The request.
Copy the records below word for word, from their first line through the line that contains "column 558, row 264", and leave out the pictures.

Data to process.
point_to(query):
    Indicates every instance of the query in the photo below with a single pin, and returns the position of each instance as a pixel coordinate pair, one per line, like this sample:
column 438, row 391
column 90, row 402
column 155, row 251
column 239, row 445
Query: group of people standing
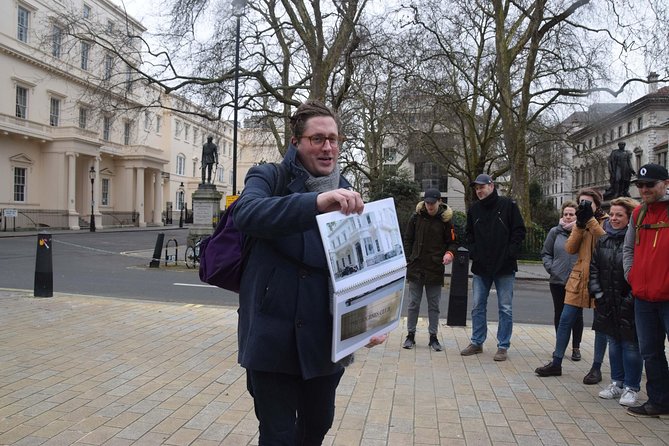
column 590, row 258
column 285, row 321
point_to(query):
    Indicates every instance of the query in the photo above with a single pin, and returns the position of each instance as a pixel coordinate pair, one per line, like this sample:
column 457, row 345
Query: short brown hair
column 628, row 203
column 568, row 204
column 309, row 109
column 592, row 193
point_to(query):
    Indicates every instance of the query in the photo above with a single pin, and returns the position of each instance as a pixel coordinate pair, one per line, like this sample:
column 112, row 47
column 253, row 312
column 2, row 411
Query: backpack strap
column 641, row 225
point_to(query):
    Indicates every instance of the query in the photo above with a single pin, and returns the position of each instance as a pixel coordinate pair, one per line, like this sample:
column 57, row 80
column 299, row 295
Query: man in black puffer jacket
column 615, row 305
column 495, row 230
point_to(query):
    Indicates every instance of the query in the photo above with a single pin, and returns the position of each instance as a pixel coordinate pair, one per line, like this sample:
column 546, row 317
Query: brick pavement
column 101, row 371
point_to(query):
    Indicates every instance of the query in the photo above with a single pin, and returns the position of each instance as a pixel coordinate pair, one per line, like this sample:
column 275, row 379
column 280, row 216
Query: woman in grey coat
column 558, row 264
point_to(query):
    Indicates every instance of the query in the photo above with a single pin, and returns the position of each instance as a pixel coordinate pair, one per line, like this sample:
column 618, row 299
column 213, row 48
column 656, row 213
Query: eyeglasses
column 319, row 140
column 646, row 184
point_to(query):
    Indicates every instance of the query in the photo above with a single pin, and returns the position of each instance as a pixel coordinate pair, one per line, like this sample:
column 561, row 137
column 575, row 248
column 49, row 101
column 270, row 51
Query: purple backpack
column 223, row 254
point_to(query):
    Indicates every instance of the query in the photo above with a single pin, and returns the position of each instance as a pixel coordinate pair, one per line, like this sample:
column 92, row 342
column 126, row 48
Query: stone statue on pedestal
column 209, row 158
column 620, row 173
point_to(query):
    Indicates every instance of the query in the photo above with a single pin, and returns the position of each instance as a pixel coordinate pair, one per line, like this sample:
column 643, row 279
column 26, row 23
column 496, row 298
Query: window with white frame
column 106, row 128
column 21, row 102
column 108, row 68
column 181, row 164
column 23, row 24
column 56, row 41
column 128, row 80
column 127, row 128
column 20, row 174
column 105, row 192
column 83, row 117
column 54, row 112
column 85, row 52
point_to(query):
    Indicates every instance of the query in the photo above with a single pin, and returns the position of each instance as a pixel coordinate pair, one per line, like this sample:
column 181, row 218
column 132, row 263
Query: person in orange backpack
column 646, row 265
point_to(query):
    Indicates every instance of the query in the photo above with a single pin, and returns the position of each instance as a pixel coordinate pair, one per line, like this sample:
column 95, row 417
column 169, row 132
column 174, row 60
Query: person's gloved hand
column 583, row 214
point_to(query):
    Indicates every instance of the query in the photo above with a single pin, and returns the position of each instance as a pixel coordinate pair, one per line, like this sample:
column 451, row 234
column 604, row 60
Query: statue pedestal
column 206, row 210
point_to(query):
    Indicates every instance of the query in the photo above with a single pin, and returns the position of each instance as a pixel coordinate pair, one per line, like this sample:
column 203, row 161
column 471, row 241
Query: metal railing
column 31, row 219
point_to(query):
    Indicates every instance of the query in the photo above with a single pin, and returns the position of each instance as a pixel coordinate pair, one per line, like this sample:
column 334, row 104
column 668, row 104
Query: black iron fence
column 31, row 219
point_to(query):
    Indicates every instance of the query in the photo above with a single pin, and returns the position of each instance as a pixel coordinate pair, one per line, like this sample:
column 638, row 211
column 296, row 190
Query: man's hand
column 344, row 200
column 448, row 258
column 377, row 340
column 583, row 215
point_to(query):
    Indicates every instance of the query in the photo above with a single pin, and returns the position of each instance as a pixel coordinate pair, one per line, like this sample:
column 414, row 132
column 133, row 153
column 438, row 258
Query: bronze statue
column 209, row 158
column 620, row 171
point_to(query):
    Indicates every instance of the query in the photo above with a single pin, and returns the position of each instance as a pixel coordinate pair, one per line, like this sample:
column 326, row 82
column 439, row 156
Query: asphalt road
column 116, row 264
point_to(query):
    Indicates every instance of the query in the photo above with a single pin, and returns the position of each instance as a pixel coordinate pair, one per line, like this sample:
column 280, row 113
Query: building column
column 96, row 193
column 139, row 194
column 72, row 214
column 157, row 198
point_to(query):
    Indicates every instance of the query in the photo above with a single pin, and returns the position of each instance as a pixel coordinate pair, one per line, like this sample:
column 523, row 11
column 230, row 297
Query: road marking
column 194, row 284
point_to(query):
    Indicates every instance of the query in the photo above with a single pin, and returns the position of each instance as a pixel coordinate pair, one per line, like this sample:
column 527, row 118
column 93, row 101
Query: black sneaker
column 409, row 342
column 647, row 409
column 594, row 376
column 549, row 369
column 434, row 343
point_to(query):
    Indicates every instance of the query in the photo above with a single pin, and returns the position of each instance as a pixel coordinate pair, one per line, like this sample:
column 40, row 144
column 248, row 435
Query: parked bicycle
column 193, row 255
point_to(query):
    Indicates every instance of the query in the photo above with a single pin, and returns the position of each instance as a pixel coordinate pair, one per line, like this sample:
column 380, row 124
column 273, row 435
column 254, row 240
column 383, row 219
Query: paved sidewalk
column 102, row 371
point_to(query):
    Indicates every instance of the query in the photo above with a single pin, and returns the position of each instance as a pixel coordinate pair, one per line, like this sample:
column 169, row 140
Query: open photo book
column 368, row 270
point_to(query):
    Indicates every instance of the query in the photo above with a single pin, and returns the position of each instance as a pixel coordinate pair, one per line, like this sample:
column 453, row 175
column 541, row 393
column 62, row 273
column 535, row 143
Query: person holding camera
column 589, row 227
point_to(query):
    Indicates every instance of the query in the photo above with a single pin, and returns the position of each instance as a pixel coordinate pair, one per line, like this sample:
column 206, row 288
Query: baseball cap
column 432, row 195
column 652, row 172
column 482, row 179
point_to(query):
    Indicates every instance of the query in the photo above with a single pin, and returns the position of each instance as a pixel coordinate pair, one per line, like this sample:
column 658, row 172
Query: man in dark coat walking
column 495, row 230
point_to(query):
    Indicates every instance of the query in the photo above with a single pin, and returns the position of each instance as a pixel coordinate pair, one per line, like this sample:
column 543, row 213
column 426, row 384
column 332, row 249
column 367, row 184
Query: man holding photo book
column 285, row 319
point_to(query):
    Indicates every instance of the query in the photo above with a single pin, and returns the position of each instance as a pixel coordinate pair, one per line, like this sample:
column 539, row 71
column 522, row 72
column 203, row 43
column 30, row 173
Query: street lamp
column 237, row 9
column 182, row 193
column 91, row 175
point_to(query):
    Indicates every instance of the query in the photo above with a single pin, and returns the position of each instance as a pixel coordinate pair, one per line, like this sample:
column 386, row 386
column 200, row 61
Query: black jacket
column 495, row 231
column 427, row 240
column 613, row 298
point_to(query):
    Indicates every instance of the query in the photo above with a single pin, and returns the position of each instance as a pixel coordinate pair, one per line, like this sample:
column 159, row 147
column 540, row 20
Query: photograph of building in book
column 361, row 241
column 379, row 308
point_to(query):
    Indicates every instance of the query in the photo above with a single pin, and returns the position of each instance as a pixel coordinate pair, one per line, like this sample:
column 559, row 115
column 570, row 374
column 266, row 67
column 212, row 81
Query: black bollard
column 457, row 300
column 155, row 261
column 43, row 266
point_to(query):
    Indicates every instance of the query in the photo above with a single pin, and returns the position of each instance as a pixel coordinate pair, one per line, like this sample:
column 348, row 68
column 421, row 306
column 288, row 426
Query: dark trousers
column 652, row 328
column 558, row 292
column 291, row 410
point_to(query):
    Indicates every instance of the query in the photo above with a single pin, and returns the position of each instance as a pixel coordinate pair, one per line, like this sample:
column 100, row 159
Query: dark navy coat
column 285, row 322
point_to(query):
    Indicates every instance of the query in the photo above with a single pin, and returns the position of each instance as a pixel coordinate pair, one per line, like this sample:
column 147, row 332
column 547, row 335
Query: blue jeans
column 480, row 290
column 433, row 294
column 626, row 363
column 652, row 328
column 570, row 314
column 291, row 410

Completed task.
point_to(query):
    Indicates every instance of the query in the photo below with a single pin, and returns the position of each instance as a pixel coordinate pair, one per line, like this sample:
column 438, row 391
column 90, row 402
column 155, row 251
column 239, row 445
Query: group of people standing
column 590, row 258
column 285, row 321
point_to(query):
    Indicates every instance of the query in the photo above with a single pin, and returns the position of each instance as a pixel coordinate pair, one per line, like this sample:
column 457, row 345
Query: short brown hair
column 628, row 203
column 568, row 204
column 309, row 109
column 592, row 193
point_to(query):
    Indicates every instance of the query in the photo above with a single pin, and returns the position of each instance as a pixel coordinate pair, one per line, like this sample:
column 112, row 47
column 253, row 312
column 2, row 411
Query: backpack strap
column 641, row 225
point_to(query):
    Indicates every instance of the query in the photo above with a single pin, and returns the position of each instance as a pixel coordinate pair, one per line, like this sample:
column 57, row 80
column 299, row 295
Query: man in black puffer jacket
column 615, row 305
column 495, row 230
point_to(query):
    Indicates every instance of the query in the photo above with a single pin, and returns the position of each instance as a pixel coordinate pair, one per line, like this sample:
column 546, row 317
Query: brick pavement
column 101, row 371
point_to(query):
    Indicates every instance of the query in the photo above with a single pin, and returns the position of each instance as a pixel coordinate pair, one per line, like this sample:
column 275, row 379
column 280, row 216
Query: woman in grey coat
column 558, row 264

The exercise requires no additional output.